Excerpts from point annotation data:
☆ ☆ ☆ ☆
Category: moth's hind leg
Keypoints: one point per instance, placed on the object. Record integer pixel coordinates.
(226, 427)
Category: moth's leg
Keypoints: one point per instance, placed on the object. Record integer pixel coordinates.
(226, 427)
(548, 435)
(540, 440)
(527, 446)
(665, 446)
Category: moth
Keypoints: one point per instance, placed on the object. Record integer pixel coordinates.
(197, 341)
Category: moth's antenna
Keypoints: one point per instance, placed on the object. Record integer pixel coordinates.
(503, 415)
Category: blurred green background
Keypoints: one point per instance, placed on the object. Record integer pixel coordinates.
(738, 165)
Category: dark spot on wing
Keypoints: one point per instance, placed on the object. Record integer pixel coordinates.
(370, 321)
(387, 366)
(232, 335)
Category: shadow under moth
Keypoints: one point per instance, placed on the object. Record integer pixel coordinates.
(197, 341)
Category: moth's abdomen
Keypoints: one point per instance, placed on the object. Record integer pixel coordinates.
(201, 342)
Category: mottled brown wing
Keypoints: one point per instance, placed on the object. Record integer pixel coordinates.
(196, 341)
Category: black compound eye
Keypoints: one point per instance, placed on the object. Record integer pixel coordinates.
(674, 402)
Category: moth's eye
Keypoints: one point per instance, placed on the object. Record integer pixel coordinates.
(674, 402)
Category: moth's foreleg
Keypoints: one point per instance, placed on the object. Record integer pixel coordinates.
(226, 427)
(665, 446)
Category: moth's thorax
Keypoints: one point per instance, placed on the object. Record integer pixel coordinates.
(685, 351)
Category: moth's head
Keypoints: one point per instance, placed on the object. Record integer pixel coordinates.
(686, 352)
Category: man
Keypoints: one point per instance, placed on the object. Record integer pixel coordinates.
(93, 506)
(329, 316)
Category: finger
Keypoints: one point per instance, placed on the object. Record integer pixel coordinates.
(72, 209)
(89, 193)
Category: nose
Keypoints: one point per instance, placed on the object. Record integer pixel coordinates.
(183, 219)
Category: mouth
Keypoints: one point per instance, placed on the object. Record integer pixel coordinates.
☆ ☆ ☆ ☆
Please output every record, keeping each line exact.

▶ _ANSWER TO THE PROBLEM_
Category: moth's hind leg
Keypoints: one point per instance, placed on the object. Record integer pixel coordinates.
(226, 427)
Category: moth's leg
Keypoints: one point per instance, placed on the object. Record integer pixel coordinates.
(226, 427)
(548, 435)
(540, 440)
(527, 446)
(665, 446)
Category: moth
Keypoints: one point per instance, placed on the object. Record integer pixel coordinates.
(197, 341)
Category: moth's antenna
Keypoints: one point per instance, placed on the object. Record integer pixel coordinates.
(503, 415)
Category: blurred green background
Keypoints: one point per instance, placed on the object. Record integer pixel coordinates.
(738, 165)
Category: dark spot on wing
Keypoints: one point per instance, placed on the object. Record integer pixel coordinates.
(370, 321)
(387, 366)
(232, 335)
Category: shadow under moth
Keypoints: one point per instance, placed on the object. Record integer pixel coordinates.
(197, 341)
Category: moth's abdomen
Keypoints: one point per instance, placed on the object. Record integer pixel coordinates.
(201, 342)
Category: mottled brown wing
Keypoints: one point per instance, placed on the object. Record integer pixel coordinates.
(196, 341)
Category: black compound eye
Keypoints: one point per instance, placed on the object. Record integer pixel coordinates.
(674, 402)
Category: moth's eye
Keypoints: one point per instance, placed on the object. Record integer pixel coordinates.
(674, 402)
Category: moth's foreleg
Keypoints: one point per instance, placed on the object. Record integer pixel coordinates.
(226, 427)
(665, 446)
Category: moth's thorax
Keypoints: one point per instance, placed on the object. Record integer pixel coordinates.
(685, 351)
Category: moth's head
Keypoints: one point per instance, placed on the object. Record integer pixel coordinates.
(686, 352)
Category: man
Keypoints: one point per instance, placed on the object. Record integer pixel coordinates.
(93, 506)
(329, 316)
Category: finger
Keypoints: one point per instance, placed on the object. Record integer pixel coordinates.
(72, 209)
(89, 193)
Category: nose
Keypoints: one point per instance, placed on the object. Record integer pixel coordinates.
(183, 219)
Category: mouth
Keypoints: one point per instance, placed on the object. Record integer pixel coordinates.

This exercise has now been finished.